## EXERCISES
1. Rewrite the heart care article from "UMC, the region's" up to and including "various medical data.", replacing "specialties" with "medical fields".
2. Decide whether each statement below agrees with the heart care article. Answer yes or no for each, and quote the words from the article that decide it.
(a) UMC was ranked 25th in the nation in U.S. News' guide.
(b) The artificial heart made by Cardiowest Technologies Inc. has been tested in about 500 people.
(c) Dr. Jack G. Copeland III received the 2001 Barney Clark Award.

## PASSAGE
Heart Care at UMC, UA Sarver Heart Center Continues to Receive National Recognition
A recent report by U.S. News & World Report further confirms that heart care at University Medical Center and the University of Arizona Sarver Heart Center is among the best in the nation.
UMC, the region's only comprehensive transplantation center, has been ranked 25th in the nation by U.S. News' annual guide to "America's Best Hospitals." (Please see related AHSC news release, sent July 13.)
U.S. News, in conjunction with the National Opinion Research Center (NORC), objectively assesses hospital care for 17 specialties at more than 1,800 hospitals nationwide and ranks the top 50 hospitals in the nation in those 17 specialties. Rankings are based on reputation and various medical data.
The Sarver Heart Center has earned its national reputation through a variety of notable accomplishments, world-renowned doctors and cutting-edge research:
- The UMC cardiothoracic transplant team has achieved survival rates that are among the best in the world: about 94 percent at one year and 78 percent at five years, compared with the national averages of 85.5 percent and 70 percent nationally, according to data from the United Network for Organ Sharing.
- UMC is a world leader in the study of artificial hearts, having implanted more total artificial hearts than any other center in the United States. The heart, manufactured by Cardiowest Technologies Inc., has been tested in about 200 people and is under review by the Food and Drug Administration.
- Dr. Jack G. Copeland III, -- chief of cardiovascular and thoracic surgery and a co-director of the UA Sarver Heart Center -- recently was presented with the 2001 Barney Clark Award in recognition of his success in the use of artificial hearts and heart-assist devices. The award commends Dr. Copeland for "interjecting science into the process, and for leadership in moving the TAH (total artificial heart) from failure to highly successful clinical applications."

## DATASET CONTENT

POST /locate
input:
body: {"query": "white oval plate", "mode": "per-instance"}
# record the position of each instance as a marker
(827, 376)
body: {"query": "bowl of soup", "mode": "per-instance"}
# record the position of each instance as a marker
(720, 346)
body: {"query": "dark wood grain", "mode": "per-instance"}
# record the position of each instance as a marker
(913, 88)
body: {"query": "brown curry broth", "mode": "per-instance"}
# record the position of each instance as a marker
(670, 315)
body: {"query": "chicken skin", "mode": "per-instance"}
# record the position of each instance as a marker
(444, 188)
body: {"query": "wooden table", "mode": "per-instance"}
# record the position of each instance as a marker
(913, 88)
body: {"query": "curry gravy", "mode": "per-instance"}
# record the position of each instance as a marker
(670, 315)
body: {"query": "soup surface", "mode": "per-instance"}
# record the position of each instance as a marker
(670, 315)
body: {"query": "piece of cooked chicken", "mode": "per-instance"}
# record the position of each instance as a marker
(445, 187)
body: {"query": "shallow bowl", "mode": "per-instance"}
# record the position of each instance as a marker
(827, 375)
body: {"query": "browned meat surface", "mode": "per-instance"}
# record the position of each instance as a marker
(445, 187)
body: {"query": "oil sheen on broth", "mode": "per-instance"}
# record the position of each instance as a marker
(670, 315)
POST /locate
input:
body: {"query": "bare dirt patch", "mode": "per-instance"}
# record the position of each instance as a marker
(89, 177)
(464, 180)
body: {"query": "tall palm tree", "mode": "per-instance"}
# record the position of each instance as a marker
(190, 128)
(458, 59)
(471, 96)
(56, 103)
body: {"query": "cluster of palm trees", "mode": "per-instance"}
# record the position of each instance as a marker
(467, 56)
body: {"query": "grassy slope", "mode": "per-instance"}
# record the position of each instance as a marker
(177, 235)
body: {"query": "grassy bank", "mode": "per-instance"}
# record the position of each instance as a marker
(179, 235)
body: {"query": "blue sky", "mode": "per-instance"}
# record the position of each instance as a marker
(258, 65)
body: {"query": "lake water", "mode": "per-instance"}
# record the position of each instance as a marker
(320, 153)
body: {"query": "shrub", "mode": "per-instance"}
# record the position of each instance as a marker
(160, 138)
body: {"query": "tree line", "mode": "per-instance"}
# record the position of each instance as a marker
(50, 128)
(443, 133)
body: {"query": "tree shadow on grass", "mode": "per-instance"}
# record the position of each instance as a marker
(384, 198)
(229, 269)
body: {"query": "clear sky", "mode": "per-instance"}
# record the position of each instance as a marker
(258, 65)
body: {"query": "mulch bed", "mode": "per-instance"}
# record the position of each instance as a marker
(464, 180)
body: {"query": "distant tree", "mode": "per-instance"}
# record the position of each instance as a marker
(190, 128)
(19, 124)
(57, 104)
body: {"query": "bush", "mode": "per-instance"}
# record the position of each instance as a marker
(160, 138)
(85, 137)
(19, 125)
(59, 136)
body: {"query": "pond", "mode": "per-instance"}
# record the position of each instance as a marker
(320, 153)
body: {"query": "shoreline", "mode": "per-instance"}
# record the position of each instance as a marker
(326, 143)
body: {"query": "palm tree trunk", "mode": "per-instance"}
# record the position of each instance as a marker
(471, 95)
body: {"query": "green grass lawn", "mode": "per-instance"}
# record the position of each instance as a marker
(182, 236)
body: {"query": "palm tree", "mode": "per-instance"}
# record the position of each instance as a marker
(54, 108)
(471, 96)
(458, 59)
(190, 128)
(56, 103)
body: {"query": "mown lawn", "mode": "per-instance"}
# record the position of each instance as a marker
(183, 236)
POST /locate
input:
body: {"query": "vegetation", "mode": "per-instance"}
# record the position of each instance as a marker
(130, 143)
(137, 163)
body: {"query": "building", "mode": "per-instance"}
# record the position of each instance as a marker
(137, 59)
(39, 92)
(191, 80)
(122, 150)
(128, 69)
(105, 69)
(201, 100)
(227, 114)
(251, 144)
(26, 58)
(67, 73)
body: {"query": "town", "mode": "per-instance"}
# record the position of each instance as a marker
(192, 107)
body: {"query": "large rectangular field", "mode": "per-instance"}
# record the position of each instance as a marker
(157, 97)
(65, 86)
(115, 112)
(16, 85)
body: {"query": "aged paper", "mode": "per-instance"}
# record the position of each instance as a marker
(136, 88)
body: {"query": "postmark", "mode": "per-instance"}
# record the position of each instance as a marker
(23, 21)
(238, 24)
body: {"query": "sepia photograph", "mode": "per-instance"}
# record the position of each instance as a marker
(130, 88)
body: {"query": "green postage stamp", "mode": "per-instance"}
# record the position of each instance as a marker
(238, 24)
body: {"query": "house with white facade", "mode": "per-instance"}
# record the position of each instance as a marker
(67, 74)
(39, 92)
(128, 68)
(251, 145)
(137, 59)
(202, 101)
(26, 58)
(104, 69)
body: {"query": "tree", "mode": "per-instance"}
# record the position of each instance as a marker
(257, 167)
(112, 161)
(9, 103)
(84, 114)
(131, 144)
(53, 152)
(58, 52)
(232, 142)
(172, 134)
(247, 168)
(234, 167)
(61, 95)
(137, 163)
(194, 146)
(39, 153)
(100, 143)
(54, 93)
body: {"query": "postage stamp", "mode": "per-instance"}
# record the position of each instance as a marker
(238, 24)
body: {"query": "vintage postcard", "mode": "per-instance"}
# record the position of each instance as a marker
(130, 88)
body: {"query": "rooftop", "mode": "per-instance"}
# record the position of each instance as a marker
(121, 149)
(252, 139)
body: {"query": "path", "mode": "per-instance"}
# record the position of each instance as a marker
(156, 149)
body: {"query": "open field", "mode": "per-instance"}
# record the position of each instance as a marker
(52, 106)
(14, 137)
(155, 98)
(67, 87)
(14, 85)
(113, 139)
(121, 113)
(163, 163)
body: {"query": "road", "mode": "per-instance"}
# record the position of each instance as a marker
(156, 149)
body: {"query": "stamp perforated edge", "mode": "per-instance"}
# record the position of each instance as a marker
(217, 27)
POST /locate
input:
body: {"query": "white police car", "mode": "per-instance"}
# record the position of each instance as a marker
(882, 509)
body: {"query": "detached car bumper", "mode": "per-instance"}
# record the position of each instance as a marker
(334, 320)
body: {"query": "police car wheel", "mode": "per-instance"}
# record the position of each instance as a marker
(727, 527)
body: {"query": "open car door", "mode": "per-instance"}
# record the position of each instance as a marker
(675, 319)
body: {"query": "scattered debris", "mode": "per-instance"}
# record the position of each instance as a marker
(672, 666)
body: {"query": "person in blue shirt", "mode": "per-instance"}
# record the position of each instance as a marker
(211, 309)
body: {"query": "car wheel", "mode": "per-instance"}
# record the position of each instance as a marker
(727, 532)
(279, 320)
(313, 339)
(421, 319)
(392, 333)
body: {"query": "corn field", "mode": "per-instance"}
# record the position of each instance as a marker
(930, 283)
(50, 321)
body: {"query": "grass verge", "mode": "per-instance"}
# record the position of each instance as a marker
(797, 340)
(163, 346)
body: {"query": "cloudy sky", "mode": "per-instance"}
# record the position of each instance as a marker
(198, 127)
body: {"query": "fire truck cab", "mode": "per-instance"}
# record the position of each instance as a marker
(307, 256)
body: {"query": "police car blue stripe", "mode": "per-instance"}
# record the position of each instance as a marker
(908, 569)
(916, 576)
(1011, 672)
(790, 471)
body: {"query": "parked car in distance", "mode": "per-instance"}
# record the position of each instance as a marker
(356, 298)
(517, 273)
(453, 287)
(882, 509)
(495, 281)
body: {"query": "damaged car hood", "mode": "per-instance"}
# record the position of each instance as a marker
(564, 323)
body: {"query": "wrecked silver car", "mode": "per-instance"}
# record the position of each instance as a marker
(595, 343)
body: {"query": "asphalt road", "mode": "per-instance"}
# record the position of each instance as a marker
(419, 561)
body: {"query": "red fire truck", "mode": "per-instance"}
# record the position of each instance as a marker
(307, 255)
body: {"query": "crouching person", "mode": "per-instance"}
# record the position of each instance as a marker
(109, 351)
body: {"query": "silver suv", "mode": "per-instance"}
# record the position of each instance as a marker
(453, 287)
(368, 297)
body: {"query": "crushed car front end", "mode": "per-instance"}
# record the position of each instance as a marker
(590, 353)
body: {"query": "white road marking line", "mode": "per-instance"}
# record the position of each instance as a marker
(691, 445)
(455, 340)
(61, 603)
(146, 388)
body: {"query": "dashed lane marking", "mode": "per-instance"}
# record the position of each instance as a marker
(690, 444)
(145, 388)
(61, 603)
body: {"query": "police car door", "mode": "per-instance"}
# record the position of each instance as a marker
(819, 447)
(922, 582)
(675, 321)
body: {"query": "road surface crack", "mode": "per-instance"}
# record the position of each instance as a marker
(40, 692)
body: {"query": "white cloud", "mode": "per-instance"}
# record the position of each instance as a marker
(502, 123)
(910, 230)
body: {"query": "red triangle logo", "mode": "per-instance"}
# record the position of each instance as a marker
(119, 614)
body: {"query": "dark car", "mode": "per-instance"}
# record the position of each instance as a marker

## OUTPUTS BY TASK
1.
UMC, the region's only comprehensive transplantation center, has been ranked 25th in the nation by U.S. News' annual guide to "America's Best Hospitals." (Please see related AHSC news release, sent July 13.)
U.S. News, in conjunction with the National Opinion Research Center (NORC), objectively assesses hospital care for 17 medical fields at more than 1,800 hospitals nationwide and ranks the top 50 hospitals in the nation in those 17 medical fields. Rankings are based on reputation and various medical data.

2.
(a) Yes: "has been ranked 25th in the nation by U.S. News' annual guide to "America's Best Hospitals.""
(b) No: "has been tested in about 200 people"
(c) Yes: "recently was presented with the 2001 Barney Clark Award"